» **Do this**:
Copy everything from the line containing "of the coca-cola" down to the last line below, requests included, shifting each answer's coordinates by adding 127 to every number.

[Point labeling lines]

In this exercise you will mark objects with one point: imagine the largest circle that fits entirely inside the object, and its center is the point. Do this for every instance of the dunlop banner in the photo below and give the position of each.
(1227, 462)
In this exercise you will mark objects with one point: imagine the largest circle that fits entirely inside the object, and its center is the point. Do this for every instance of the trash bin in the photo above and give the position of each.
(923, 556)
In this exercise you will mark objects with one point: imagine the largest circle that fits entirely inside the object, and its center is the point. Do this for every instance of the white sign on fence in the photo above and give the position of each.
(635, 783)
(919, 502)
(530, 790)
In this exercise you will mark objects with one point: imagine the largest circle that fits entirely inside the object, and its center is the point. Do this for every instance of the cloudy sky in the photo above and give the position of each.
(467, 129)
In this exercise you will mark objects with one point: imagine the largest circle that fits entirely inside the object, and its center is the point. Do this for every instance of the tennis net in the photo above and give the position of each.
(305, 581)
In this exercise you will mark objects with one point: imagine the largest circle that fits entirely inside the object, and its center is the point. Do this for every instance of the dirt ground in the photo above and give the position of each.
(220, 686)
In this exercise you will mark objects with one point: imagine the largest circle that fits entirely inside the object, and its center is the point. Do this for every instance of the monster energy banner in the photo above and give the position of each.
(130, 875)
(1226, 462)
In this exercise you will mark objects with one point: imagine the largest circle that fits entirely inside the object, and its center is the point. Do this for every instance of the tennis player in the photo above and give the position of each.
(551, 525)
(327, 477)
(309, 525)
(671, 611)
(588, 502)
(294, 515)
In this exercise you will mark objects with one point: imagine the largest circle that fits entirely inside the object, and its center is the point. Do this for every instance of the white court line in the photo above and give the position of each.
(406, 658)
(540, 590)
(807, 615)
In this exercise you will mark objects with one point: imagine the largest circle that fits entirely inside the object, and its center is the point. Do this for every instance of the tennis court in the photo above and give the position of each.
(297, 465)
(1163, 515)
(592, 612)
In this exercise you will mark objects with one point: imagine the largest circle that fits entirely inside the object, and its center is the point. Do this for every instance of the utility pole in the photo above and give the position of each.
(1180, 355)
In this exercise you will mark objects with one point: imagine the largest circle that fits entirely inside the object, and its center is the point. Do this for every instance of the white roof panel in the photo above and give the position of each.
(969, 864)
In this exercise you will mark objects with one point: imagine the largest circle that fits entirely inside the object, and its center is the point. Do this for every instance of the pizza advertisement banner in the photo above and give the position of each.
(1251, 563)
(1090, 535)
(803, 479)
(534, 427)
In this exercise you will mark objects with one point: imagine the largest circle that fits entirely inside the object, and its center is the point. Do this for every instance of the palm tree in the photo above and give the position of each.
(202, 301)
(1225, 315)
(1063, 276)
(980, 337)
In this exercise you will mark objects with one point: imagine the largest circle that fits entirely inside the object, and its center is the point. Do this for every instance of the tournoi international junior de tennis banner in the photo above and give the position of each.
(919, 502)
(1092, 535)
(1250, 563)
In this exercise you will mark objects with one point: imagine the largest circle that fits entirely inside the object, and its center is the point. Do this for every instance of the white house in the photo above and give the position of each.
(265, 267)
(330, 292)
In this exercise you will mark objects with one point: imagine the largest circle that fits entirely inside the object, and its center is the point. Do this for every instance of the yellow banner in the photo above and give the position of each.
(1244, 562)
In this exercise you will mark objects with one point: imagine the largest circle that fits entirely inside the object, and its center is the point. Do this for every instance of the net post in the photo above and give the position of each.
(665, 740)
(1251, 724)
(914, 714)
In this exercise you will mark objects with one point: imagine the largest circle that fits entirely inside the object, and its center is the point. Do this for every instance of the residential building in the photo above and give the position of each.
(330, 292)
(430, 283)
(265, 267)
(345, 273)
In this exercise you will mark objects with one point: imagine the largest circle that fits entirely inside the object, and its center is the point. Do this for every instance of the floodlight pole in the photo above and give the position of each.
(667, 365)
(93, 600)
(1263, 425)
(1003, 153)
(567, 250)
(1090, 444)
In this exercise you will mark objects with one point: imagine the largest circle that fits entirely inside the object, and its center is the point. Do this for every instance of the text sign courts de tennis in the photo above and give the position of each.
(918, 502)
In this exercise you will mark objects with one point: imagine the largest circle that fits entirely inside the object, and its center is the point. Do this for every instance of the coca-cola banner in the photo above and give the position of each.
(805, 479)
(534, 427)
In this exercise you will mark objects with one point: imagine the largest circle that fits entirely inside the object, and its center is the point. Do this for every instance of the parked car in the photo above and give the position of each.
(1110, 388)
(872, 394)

» **Result**:
In this exercise you will mark objects with one point: imagine the largest circle that fits entirely inside the object, and its center is the point. Do this for every instance of the coca-cola banner in the photo above and give the position of each.
(932, 606)
(661, 554)
In this exercise you will mark objects with one point: imagine the largest circle that fits entirely inside the object, and its center is the point. Do this for every instance of the parked car in the photo above and give the position of each.
(1237, 515)
(999, 521)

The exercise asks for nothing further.